- [Instruction] Starting at the line containing "TARGET = snow sled" and continuing through the end of the rows, write those lines out again with "glove" changed to "mitten" and nothing else altered.

- [Data for this exercise]

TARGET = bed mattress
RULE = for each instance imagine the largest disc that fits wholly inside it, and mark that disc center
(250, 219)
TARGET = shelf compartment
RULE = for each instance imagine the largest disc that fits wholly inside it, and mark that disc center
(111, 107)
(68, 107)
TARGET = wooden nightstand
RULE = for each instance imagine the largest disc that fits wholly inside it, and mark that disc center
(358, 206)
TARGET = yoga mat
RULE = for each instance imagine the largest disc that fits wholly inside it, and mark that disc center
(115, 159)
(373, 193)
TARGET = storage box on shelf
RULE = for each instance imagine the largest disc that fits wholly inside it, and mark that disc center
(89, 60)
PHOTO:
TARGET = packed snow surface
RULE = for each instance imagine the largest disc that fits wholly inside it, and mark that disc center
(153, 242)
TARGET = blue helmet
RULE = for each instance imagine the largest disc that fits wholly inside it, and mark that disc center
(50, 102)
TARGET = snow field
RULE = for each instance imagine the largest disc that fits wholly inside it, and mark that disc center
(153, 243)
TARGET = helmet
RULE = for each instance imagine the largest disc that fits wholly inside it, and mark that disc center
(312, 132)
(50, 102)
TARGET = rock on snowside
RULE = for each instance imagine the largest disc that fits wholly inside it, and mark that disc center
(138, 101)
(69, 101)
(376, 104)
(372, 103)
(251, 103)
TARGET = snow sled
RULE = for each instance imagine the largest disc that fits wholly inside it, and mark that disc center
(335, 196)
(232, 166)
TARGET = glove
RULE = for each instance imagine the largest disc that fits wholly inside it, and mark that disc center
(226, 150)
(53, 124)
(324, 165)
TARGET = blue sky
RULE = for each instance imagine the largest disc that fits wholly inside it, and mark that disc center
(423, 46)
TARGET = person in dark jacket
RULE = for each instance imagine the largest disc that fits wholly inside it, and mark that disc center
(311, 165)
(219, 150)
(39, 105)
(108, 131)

- [Answer in full]
TARGET = snow sled
RULE = for each instance imagine the largest disc that fits wholly inside it, and mark that disc center
(335, 196)
(232, 166)
TARGET = mitten
RULE = for each instance imagine the largest disc that fits wholly inside it, and mark that disc center
(226, 150)
(53, 124)
(324, 165)
TARGET = blue sky
RULE = for each instance imagine the largest disc that fits wholly inside it, and mark that disc center
(423, 46)
TARGET = person in dark jacket
RULE = for each instance imagine the largest disc that fits wholly inside it, and mark that disc center
(311, 165)
(219, 150)
(39, 105)
(108, 131)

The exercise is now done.